Which lines in the data below contain the word "street" with matching capitalization? Pull each of those lines out and copy it in full.

- - - -

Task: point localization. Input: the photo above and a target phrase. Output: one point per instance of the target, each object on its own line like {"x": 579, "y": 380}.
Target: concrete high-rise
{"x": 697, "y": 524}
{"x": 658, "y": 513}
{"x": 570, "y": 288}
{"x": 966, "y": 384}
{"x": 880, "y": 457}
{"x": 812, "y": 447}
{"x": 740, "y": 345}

- - - -

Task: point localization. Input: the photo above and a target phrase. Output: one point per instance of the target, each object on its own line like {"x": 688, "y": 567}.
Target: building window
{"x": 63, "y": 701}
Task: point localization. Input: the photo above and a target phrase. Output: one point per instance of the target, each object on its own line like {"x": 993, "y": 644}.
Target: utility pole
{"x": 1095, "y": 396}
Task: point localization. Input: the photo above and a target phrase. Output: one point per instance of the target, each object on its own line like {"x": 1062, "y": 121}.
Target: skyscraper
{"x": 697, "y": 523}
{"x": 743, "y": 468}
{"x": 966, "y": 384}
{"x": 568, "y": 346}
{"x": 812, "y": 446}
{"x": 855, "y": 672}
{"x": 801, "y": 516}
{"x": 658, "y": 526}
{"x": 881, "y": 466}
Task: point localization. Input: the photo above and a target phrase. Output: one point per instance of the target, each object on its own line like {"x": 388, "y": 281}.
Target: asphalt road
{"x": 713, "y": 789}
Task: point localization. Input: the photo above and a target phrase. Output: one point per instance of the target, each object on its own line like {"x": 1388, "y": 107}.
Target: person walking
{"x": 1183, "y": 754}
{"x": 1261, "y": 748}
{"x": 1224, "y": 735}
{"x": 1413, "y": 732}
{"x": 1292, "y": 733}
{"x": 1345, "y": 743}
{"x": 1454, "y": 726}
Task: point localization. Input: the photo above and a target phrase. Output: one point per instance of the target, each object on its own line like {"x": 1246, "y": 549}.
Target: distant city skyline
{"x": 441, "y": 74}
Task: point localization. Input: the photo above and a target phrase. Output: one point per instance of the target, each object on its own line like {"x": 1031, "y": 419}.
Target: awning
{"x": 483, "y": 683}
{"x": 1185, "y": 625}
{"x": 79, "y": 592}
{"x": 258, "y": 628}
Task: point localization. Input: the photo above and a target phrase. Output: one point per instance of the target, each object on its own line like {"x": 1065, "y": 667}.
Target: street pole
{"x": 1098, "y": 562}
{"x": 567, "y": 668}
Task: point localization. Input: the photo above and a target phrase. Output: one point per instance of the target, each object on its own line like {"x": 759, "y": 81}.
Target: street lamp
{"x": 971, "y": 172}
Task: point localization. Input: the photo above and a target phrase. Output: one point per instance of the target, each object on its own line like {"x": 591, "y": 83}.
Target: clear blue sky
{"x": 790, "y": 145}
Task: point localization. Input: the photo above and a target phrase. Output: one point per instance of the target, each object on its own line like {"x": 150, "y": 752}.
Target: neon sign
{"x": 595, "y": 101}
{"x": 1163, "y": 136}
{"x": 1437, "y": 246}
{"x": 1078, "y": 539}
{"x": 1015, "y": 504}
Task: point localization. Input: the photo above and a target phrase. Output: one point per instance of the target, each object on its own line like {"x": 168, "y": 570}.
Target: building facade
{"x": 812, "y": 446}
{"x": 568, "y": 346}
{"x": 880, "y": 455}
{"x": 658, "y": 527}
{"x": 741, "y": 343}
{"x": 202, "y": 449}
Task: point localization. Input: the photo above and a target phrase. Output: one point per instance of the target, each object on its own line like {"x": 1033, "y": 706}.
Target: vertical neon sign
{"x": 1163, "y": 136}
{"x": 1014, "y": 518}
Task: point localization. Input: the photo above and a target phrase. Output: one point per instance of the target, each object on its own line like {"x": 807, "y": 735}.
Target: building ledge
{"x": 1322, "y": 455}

- - - -

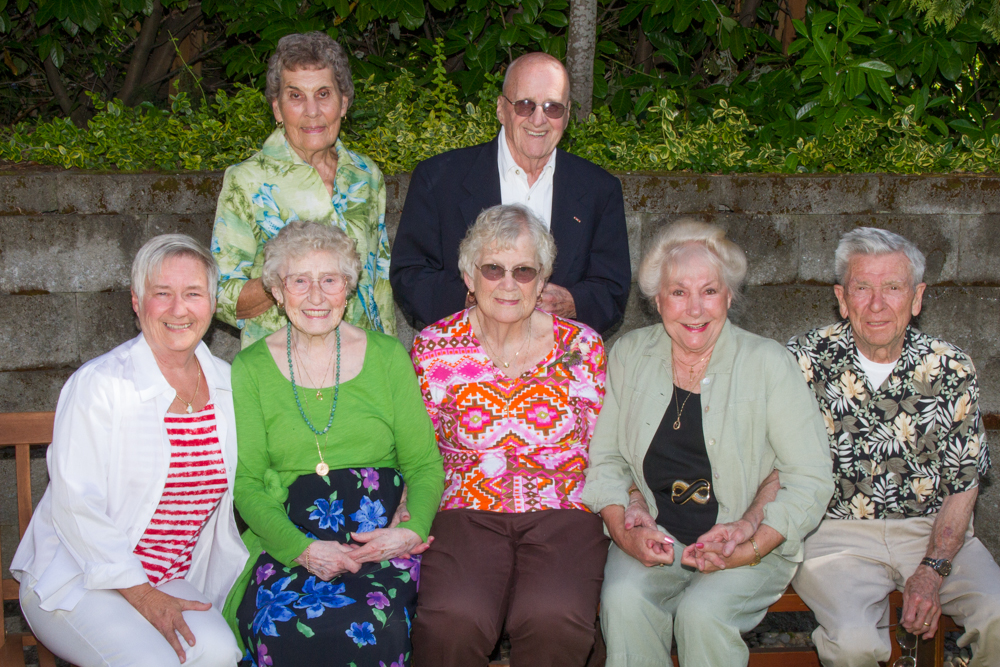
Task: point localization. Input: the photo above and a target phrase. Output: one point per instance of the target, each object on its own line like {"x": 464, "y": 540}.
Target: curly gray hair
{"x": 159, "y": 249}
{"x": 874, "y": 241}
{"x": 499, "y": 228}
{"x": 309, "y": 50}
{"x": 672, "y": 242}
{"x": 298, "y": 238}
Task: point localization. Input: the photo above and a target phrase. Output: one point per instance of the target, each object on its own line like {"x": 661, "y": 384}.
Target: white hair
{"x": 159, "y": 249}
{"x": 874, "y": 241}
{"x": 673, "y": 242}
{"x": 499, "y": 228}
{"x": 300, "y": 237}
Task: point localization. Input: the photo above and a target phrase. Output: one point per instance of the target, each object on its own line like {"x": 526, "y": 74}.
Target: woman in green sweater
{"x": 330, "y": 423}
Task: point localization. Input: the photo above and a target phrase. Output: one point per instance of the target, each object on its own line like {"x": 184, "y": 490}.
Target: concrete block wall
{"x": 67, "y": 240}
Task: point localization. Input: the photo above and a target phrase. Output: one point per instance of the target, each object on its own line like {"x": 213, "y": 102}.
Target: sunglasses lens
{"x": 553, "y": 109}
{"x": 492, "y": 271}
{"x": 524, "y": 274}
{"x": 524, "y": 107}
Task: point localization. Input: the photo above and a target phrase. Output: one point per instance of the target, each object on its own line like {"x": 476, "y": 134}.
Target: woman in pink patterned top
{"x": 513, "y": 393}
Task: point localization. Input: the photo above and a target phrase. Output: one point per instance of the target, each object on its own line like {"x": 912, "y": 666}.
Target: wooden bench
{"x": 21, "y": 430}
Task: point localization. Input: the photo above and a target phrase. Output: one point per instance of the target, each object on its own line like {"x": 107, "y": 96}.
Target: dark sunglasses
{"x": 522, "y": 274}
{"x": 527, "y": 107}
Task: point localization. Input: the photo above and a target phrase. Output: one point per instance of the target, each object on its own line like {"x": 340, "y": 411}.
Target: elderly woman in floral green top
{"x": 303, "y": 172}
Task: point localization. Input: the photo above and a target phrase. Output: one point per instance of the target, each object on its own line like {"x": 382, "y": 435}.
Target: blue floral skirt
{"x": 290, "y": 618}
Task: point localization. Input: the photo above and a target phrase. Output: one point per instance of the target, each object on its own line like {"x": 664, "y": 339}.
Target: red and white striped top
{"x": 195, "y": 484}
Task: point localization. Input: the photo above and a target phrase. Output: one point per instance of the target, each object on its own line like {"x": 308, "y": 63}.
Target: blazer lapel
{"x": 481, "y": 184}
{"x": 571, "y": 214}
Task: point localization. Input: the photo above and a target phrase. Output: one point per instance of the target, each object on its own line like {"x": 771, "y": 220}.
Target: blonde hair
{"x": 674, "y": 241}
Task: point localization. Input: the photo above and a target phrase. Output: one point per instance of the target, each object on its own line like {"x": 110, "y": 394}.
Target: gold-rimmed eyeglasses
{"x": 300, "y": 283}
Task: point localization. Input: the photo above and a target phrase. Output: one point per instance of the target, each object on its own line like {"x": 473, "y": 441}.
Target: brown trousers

- - - -

**Task result**
Target: street pole
Target: street lamp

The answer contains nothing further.